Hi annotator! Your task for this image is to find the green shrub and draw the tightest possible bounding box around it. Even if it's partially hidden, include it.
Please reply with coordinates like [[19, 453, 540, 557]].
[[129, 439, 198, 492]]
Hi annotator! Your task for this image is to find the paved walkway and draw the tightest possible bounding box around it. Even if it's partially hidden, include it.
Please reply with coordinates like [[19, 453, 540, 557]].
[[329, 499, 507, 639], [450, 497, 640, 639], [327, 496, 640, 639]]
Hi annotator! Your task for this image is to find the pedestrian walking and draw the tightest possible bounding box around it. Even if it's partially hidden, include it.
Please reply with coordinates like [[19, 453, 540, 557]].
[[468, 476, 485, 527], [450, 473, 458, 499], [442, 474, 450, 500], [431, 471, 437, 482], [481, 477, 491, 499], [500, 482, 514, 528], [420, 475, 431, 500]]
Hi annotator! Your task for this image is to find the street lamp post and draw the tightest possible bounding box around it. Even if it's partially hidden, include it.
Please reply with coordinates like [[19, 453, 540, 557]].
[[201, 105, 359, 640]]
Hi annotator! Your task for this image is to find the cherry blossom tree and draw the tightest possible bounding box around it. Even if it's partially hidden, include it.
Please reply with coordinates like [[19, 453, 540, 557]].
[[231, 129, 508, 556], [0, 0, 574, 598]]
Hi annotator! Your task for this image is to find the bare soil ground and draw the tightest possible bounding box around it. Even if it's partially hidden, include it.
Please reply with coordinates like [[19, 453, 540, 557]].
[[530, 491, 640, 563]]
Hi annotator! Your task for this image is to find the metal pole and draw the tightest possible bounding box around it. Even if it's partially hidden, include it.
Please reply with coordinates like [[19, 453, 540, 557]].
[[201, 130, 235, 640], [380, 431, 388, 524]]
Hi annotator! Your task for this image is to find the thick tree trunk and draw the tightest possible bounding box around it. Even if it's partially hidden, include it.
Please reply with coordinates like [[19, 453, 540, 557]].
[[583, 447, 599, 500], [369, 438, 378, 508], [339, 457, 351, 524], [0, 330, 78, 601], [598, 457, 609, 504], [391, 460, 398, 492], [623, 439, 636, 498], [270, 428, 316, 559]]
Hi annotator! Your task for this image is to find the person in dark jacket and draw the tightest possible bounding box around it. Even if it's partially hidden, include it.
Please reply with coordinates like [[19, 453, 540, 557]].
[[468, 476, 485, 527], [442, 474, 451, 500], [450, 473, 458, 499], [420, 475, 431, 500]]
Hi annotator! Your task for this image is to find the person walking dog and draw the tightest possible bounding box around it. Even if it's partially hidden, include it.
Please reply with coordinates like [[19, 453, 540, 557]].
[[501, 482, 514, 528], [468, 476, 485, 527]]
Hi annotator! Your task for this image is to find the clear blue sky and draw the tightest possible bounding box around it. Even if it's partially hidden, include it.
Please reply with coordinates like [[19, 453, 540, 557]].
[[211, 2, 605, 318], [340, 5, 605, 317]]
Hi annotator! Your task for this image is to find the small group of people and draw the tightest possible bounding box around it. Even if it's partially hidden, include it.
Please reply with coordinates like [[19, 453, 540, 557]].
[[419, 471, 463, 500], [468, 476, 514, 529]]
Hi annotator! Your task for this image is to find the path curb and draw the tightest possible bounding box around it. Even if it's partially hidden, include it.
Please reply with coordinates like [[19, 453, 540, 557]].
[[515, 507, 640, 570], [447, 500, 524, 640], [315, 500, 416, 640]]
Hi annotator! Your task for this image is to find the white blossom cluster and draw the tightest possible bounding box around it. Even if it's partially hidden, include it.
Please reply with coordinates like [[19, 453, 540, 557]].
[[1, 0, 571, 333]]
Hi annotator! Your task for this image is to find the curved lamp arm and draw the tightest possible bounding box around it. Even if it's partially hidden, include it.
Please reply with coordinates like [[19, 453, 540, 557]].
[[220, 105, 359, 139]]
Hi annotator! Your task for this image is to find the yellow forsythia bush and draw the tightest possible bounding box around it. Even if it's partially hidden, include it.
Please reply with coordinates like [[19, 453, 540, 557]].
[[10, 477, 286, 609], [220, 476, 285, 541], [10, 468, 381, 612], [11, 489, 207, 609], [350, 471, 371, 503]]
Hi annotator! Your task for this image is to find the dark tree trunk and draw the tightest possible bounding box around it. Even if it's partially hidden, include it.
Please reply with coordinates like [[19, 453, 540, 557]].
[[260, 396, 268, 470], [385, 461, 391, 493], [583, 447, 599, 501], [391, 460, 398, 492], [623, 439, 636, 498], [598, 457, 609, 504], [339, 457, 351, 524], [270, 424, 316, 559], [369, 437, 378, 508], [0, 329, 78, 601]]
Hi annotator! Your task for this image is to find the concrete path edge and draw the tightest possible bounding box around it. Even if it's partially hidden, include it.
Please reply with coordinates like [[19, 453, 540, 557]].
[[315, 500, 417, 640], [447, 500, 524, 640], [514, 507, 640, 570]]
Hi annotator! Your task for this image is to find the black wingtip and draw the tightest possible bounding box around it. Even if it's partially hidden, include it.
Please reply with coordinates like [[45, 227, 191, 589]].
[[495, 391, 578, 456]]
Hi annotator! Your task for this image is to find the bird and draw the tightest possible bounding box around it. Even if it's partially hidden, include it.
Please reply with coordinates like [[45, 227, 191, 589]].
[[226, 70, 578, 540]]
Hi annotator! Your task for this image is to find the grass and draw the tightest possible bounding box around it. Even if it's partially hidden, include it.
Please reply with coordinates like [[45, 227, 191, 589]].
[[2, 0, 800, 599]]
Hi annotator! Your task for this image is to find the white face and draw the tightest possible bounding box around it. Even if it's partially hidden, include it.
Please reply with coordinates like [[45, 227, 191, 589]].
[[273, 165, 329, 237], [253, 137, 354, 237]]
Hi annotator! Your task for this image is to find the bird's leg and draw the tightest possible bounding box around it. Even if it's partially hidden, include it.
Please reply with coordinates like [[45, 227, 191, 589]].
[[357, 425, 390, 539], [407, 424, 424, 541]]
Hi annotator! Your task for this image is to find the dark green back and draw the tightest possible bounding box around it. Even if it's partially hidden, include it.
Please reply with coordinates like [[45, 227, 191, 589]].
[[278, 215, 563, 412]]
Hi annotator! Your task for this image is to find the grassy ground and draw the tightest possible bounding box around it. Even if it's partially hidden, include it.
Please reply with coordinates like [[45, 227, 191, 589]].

> [TASK TO COMPLETE] Among the records above, how many lines contain the word "bird"? Answer with the number by itself.

> [RESPONSE BOX] 2